• **EXTRAIT DU DOCUMENT**:
+ + +

Par la musique, le secteur cinématographique, les productions diffusent un modèle de société étatsunien idéal. Elles déploient aussi heureusement les travers de ce pays, ses angoisses. Il y a évidemment une diversité et des approches variées, critiques et brillantes comme certaines (beaucoup d’ailleurs) insipides et franchement médiocres.

Tout cela participe, a fortiori en Europe, de déployer une vision du monde uniquement centré sur le regard occidental. Comme si le reste de l’humanité, qui prend d’ailleurs une importance croissante en termes économiques et politiques, était secondaire…

Nous sommes proches sur de nombreux aspects et fortement imprégnés de logiques de consommation du mode de vie étatsunienne. Cela  contribué à écraser les cultures nationales même si au pays de l’exception culturelle, la France résiste pourtant bien mieux que beaucoup de nos voisins.

Pour ce qui est de la société étatsunienne, la manière dont nous percevons l’élection présidentielle et d’autres sujets masque de grandes complexités d’une société beaucoup plus diverse que ce qu’on nous vend.

Il est intéressant d’y regarder car on dit souvent que ce qui se passe aux Etats-Unis arrive dix ans plus tard chez nous. Panorama de quelques indicateurs intéressants qui ne sont pas les plus valorisés ici pour des raisons bien idéologiques.

Contrairement à ce qu’on croit, les débats peuvent être vifs et… les mobilisations sociales nombreuses. De par leur histoire, les Etats-Unis sont marqués par des luttes puissantes pour l’égalité, la justice sociale. Faut-il rappeler que le 1er mai est un jour, entres autres, en raison d’une mobilisation réprimée dans le sang à Chicago en 1886. A l’heure actuelle, un des grands débats portés par les organisations sociales et défendu même par une partie de l’électorat populaire attiré par Donald Trump est celui d’un salaire minimum décent. Les syndicats de l’industrie mais aussi d’entreprises comme Starbucks, Amazon défendent cette idée par des grèves historiques. Une gauche de transformation sociale se reconstruit et trouve un écho certain dans les franges de la jeunesse.

Plus largement, les débats sur la régulation des industries du médicament autour des prix de leurs produits ou encore d’une ébauche de sécurité sociale (à partir de la généralisation du programme Medicare) font partie du débat public à l’heure où l’espérance de vie baisse depuis 2020 (accentué par la gestion calamiteuse de la Covid-19). Tout cela fait écho à nos débats ici en France sur le partage de la valeur et on se garde bien de nous montrer que des préoccupations similaires existent entre salariés de pays « amis ».

+ + +

• **DONNÉES FOURNIES**:
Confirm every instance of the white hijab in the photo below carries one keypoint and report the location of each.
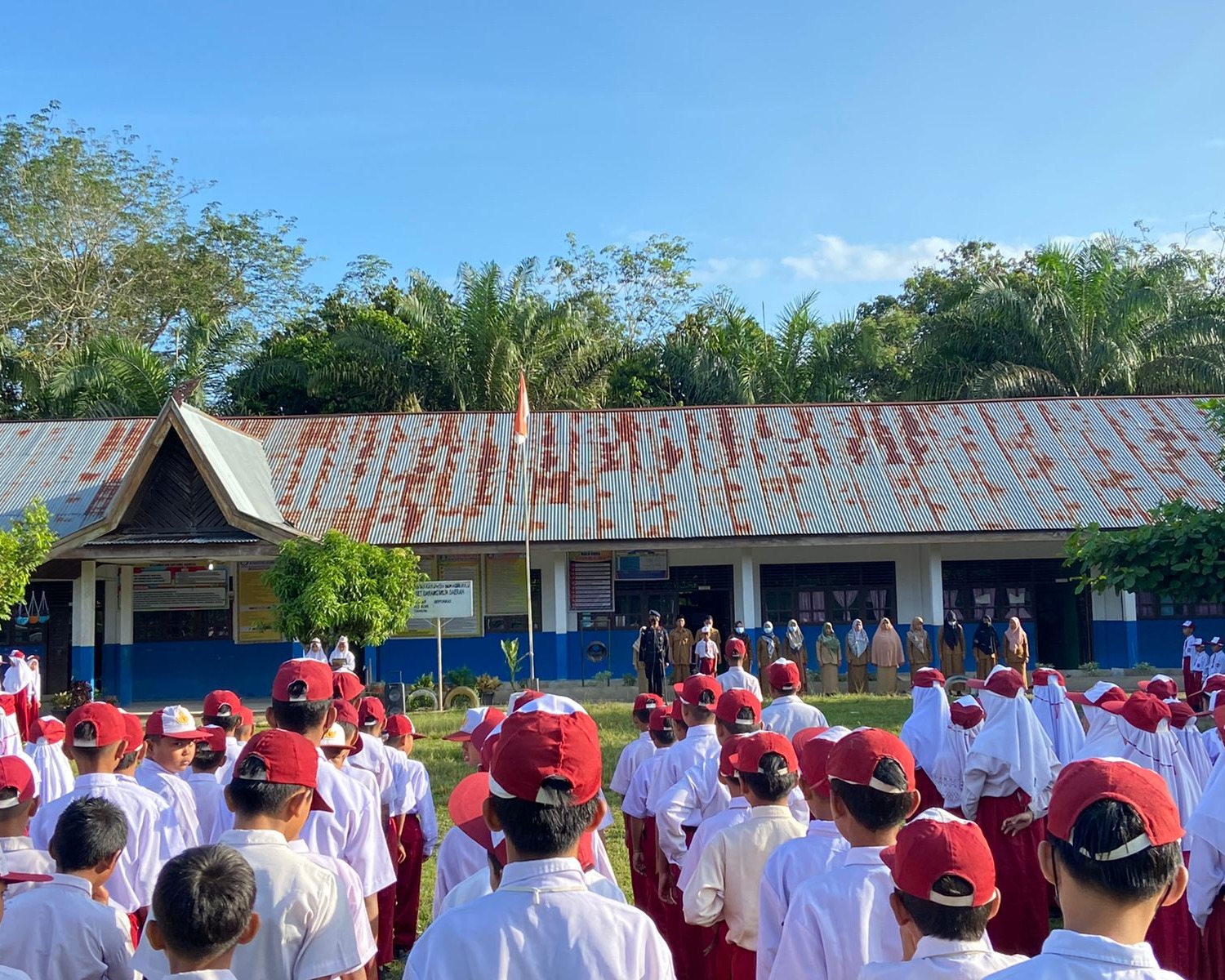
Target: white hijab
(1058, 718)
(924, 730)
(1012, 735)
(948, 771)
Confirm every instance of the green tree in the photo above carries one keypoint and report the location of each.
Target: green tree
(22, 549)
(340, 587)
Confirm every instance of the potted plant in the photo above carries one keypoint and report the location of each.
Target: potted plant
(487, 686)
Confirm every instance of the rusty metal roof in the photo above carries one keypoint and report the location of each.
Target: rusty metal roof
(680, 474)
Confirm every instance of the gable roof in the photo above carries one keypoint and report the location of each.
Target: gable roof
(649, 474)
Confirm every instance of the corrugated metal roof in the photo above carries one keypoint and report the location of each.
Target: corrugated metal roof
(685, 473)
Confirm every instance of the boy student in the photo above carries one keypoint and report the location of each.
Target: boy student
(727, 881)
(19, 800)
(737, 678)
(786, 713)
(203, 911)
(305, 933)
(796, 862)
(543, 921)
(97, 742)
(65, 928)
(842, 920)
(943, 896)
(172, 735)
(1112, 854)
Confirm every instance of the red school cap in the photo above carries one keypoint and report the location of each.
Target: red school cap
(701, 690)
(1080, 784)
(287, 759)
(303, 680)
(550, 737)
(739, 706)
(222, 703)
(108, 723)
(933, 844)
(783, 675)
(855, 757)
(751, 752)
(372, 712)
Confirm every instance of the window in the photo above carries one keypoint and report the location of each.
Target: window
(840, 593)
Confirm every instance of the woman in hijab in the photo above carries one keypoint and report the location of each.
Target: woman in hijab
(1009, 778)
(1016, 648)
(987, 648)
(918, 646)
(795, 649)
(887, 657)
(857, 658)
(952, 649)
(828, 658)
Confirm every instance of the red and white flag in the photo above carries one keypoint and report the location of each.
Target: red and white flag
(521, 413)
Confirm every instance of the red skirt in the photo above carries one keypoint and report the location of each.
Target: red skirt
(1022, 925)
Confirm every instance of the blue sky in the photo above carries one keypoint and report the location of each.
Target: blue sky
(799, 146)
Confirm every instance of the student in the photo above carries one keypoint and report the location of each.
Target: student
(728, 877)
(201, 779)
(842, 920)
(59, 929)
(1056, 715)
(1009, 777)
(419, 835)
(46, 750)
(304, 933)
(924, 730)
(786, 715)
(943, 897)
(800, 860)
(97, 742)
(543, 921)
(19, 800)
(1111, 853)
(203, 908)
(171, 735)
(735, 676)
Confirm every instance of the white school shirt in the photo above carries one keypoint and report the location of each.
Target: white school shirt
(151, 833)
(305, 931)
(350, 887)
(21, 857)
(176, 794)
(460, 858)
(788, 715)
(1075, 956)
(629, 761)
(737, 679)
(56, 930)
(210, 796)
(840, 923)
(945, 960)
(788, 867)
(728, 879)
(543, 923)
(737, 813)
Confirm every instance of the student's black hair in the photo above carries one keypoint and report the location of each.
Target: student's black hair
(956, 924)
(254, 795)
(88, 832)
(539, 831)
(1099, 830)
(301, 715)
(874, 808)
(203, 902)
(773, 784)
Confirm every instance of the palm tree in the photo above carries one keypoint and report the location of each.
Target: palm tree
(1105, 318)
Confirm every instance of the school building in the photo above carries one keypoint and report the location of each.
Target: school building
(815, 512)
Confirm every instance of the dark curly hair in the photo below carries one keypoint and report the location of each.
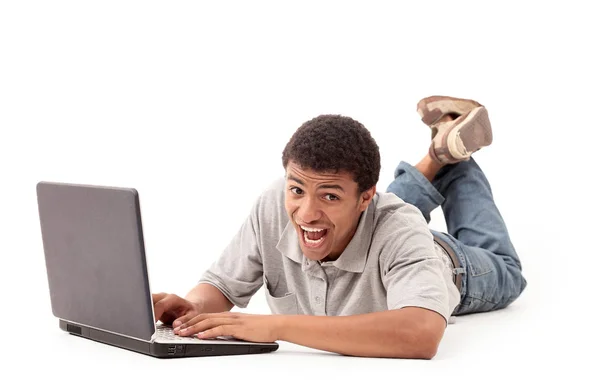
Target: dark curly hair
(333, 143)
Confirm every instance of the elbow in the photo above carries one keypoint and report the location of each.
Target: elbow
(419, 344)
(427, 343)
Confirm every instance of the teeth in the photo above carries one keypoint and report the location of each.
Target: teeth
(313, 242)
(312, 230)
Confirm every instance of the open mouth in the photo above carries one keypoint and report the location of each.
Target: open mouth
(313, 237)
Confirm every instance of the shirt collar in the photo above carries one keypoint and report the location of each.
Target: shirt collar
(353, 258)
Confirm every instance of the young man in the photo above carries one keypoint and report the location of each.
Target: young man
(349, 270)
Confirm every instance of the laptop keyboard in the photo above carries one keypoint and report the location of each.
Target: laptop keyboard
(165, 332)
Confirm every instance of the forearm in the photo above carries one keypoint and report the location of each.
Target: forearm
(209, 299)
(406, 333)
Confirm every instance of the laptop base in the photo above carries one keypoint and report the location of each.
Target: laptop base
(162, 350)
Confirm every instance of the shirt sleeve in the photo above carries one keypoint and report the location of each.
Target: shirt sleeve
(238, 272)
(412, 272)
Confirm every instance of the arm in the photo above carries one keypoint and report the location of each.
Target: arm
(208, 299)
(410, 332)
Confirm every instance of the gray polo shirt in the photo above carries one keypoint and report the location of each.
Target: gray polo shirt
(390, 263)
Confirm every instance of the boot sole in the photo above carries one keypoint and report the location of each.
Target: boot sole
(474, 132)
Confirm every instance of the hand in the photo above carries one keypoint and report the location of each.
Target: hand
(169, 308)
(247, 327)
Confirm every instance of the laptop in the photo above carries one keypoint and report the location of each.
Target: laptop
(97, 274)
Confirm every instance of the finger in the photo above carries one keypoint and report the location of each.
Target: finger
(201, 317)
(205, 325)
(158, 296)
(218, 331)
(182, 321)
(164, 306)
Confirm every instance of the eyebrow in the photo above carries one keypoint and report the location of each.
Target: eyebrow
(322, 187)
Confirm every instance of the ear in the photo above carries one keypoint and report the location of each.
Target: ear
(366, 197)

+ + +

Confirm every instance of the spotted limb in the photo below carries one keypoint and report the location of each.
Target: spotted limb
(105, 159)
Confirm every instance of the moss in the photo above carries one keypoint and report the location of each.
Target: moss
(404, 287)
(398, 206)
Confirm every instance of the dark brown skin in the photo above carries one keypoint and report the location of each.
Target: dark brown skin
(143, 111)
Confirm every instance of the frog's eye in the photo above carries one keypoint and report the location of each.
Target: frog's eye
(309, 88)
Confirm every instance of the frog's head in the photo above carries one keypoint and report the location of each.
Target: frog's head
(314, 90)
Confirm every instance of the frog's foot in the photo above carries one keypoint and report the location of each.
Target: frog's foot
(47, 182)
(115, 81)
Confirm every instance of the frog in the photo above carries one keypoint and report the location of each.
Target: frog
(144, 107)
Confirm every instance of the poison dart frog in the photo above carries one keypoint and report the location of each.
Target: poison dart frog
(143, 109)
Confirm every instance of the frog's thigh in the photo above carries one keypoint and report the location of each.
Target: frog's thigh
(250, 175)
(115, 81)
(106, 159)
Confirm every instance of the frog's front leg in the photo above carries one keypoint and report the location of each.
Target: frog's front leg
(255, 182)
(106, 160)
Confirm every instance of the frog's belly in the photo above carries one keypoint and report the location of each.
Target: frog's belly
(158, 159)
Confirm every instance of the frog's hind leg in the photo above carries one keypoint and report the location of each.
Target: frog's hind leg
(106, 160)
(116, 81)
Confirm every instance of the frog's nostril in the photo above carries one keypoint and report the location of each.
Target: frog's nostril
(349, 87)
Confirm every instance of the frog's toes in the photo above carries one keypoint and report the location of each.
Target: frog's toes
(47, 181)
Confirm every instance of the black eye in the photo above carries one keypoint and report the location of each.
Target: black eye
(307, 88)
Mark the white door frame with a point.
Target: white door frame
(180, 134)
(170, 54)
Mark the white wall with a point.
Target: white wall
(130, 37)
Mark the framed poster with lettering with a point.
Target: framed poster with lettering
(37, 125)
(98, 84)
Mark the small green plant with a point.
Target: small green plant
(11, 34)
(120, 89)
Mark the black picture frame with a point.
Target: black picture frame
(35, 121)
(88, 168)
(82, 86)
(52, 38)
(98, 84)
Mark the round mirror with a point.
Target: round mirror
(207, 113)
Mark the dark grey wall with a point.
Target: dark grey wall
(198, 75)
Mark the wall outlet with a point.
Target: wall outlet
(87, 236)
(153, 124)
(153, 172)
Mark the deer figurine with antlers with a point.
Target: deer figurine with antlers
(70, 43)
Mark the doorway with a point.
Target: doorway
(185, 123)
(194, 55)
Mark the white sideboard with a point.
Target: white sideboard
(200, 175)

+ + +

• **CONSIGNES**:
1/ Selon le texte sur la société étatsunienne, depuis quand l’espérance de vie baisse-t-elle aux États-Unis ?
2/ Indiquez si chacune des affirmations suivantes concorde avec le texte sur la société étatsunienne, en citant à l’appui les mots décisifs du texte.
(a) Des syndicats d’entreprises comme Starbucks et Amazon défendent par la grève l’idée d’un salaire minimum décent.
(b) La France résiste moins bien que ses voisins à l’écrasement des cultures nationales.
(c) La mobilisation réprimée à Chicago date de 1886.
3/ Prolongez le texte sur la société étatsunienne en reprenant après sa dernière phrase.

• **RÉPONSES AUX EXERCICES**:
1/ Elle baisse depuis 2020.

2/
(a) Oui : « Les syndicats de l’industrie mais aussi d’entreprises comme Starbucks, Amazon défendent cette idée par des grèves historiques. »
(b) Non : « la France résiste pourtant bien mieux que beaucoup de nos voisins ».
(c) Oui : « une mobilisation réprimée dans le sang à Chicago en 1886 ».

3/
Les mobilisations en solidarité avec la Palestine, dans les campus notamment, sont inédites depuis la guerre du Vietnam. Une génération étudiante entre en politique et refuse la complicité de son gouvernement dans le massacre en cours à Gaza.

Le fait racial, si structurant et vecteur de divisions dans un pays marqué par l’esclavage, est de plus en contesté.

Les luttes sociales en sont un élément d’explication en contribuant à poser un affrontement sur des bases de classe. Cela correspond à d’autres évolutions : des vagues d’immigration issus d’autres régions du monde (sous-continent indien, Pacifique, Moyen-Orient) et la progressions des couples mixtes, plus nombreux qu’auparavant. Cela se concrétise sur le recensement qui prévoit que les citoyens se définissent par leur « race ». Ce type de classement est ainsi contesté notamment par des gens de diverses origines.

Il y a évidemment d’autres sujets plus préoccupants comme la prégnance du port d’armes (42% des foyers en possèdent au moins une) même si la législation évolue dans plusieurs Etats pour en limiter la diffusion.  L’importance de groupes criminels, liés au narcotrafic ou à des groupes suprémacistes, auquel il faut ajouter un secteur industriel qui mène un lobby intense contribuent à la diffusion d’armes à feu, y compris dans les pays voisins. Le risque autoritaire en cas de victoire de Donald Trump est réel. Il ne doit pas masquer que la société étatsunienne bouge et est traversée par des contradictions, des débats que nous devons aussi saisir pour nos luttes ici.